**Problem to work on**
Change each instance of "Expected output format" to "Required output format" throughout the entries below, leaving every other line as it stands.

(Collection entries)
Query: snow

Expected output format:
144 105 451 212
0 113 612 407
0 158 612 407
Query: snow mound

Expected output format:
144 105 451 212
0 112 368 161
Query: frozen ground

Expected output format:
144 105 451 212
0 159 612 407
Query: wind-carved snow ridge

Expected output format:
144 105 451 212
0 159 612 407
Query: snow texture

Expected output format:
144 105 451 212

**Written response**
Query: snow

Required output format:
144 105 451 212
0 113 612 407
0 158 612 407
Query: snow mound

Required output format:
144 105 451 212
0 112 368 161
Query: frozen ground

Required output format:
144 105 451 212
0 159 612 407
Query: wind-carved snow ridge

Required output format:
144 105 451 212
0 159 612 407
Query: snow texture

Required output format:
144 105 451 212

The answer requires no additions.